▶ _Exercise goal_
Beginning with the line containing "Could you please point out the small" and ending with the last line of the records, set down every line exactly.

(Stored data)
· · · ·

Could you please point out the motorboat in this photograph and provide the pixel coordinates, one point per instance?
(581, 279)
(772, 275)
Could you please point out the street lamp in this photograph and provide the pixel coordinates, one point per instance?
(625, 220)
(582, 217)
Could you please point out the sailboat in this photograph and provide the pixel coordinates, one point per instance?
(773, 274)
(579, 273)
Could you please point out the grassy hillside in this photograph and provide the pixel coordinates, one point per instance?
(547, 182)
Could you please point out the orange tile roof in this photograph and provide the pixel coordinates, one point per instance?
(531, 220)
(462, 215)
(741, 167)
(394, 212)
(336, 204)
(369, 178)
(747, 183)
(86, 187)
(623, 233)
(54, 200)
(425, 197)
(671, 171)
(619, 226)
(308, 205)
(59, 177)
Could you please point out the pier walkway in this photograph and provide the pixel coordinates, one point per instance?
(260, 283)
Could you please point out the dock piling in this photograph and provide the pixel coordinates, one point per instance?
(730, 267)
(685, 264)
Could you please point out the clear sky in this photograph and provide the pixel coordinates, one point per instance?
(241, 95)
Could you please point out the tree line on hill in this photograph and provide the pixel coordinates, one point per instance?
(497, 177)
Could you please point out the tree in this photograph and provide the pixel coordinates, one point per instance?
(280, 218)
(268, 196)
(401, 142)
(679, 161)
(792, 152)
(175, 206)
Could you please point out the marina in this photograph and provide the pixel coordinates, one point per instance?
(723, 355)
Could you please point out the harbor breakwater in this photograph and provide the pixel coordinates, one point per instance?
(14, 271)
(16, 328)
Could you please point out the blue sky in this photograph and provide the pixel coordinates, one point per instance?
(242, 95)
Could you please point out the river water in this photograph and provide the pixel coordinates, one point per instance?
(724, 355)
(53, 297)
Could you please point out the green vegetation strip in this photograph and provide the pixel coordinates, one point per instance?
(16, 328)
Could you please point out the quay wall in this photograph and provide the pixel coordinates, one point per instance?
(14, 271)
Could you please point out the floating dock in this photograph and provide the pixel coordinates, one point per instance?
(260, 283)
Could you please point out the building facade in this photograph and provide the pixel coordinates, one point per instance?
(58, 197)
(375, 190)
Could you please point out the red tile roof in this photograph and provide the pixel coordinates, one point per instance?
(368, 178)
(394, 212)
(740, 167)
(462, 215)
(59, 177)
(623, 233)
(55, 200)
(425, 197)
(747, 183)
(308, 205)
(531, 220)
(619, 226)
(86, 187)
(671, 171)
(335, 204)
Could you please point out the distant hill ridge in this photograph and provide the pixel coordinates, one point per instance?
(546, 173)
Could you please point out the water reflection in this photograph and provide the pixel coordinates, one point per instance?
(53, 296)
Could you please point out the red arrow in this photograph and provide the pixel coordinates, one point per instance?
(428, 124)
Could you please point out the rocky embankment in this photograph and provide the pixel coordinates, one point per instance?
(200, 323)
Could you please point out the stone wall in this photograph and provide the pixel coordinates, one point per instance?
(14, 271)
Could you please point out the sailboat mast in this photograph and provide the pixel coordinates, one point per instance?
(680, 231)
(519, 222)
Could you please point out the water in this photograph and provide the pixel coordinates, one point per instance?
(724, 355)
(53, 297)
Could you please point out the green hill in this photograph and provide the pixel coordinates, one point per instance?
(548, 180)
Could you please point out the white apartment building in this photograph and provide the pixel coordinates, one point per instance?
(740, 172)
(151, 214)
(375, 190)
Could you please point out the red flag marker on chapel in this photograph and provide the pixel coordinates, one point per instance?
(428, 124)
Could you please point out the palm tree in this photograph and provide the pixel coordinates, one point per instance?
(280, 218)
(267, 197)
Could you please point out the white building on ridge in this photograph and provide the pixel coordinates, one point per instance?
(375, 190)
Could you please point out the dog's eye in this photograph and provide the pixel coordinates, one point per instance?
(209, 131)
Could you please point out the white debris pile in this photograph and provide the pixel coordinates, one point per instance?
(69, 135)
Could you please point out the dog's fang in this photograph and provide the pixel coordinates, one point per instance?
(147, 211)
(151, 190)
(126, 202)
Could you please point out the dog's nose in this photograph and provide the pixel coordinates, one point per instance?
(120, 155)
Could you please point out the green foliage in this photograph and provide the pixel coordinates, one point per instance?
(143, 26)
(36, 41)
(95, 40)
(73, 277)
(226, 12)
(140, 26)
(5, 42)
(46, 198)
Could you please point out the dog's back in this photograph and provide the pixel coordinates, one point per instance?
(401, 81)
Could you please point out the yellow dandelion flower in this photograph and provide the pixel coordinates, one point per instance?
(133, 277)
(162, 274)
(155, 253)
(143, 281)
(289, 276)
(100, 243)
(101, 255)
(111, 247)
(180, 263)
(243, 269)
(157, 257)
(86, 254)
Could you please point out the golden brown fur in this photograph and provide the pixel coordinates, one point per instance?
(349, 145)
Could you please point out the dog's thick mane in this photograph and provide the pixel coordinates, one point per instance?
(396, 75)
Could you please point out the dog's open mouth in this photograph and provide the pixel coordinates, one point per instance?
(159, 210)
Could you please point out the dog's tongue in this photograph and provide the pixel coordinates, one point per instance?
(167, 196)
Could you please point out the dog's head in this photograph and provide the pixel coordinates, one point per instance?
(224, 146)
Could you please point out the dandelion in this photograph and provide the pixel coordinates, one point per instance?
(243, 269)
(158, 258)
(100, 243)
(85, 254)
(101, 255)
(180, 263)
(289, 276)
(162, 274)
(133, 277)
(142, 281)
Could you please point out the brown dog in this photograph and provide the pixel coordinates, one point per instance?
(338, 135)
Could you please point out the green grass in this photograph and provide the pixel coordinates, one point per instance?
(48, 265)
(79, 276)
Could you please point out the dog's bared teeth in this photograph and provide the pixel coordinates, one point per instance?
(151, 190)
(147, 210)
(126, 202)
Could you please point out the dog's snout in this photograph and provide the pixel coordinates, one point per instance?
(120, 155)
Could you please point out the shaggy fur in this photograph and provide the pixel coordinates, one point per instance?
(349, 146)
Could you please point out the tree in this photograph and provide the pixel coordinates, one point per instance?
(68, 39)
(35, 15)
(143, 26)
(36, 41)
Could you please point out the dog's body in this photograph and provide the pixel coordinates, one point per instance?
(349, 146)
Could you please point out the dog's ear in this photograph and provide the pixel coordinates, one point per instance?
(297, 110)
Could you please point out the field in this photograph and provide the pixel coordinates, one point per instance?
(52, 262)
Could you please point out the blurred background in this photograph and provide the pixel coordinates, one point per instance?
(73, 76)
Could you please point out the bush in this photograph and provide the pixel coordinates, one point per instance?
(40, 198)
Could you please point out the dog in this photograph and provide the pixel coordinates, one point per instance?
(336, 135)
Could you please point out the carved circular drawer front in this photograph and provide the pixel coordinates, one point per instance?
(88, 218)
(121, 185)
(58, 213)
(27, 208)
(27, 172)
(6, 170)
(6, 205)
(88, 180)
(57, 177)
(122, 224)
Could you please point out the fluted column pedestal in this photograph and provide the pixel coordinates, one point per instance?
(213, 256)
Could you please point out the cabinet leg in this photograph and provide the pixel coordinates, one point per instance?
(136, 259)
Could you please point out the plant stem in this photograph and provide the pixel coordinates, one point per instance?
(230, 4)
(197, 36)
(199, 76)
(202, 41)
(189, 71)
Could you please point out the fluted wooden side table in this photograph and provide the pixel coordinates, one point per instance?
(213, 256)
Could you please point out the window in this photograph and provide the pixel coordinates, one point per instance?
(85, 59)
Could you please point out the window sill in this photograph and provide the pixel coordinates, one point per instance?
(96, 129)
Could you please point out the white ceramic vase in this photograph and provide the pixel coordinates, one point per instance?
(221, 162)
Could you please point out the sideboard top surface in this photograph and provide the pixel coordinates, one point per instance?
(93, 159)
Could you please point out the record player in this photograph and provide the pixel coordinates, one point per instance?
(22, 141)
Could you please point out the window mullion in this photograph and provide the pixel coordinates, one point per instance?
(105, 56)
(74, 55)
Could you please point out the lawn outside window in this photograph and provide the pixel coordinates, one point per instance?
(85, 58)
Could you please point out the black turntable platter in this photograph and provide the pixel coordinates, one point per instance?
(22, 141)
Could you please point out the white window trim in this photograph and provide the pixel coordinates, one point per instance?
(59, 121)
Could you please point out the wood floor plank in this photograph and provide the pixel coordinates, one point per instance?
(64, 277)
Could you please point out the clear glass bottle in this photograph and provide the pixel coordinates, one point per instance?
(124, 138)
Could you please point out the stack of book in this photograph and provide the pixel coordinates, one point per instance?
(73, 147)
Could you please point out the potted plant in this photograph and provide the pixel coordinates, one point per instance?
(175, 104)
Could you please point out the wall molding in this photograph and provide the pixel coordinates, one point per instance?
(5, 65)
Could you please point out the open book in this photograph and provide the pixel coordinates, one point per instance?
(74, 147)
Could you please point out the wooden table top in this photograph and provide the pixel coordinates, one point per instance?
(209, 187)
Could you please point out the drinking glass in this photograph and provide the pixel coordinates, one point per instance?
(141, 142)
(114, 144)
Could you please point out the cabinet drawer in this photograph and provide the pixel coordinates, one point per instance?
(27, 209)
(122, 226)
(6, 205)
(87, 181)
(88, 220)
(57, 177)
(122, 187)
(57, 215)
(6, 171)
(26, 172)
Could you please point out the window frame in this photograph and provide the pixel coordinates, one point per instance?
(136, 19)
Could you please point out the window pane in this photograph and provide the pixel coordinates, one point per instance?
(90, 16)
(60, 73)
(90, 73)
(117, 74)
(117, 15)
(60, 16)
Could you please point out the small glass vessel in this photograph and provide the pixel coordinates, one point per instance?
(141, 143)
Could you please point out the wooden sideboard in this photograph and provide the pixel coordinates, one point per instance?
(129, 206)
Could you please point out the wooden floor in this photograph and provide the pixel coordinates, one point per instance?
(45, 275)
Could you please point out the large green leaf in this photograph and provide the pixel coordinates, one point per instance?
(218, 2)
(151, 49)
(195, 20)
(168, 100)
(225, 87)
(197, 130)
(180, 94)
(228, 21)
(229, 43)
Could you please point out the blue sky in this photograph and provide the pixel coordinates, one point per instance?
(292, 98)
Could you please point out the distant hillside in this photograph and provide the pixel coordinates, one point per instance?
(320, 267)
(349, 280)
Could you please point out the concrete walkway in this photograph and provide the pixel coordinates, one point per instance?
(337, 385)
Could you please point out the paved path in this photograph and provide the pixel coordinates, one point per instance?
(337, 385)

· · · ·

▶ _Response for this exercise_
Could you please point out the small glass vessel in this photograph and provide the pixel coordinates, one point per instance?
(141, 143)
Could you please point out the wooden sideboard in this photograph and provide the pixel coordinates, one point per instance?
(129, 206)
Could you please point out the wooden floor in this photograph and provide the pixel coordinates, one point per instance?
(45, 275)
Could you please point out the large green leaf in this photograph and provide the pixel coordinates, one point per instance?
(218, 2)
(151, 49)
(195, 20)
(168, 100)
(225, 87)
(197, 130)
(180, 94)
(228, 21)
(229, 43)
Could you please point out the blue sky in this photograph and provide the pixel coordinates, one point per instance?
(292, 98)
Could you please point out the distant hillside in this photograph and provide the pixel coordinates, one point per instance?
(320, 267)
(349, 280)
Could you please point out the concrete walkway in this photograph and provide the pixel coordinates, one point per instance?
(337, 385)
Could you please point out the paved path in this photograph and provide the pixel coordinates, one point per instance?
(337, 385)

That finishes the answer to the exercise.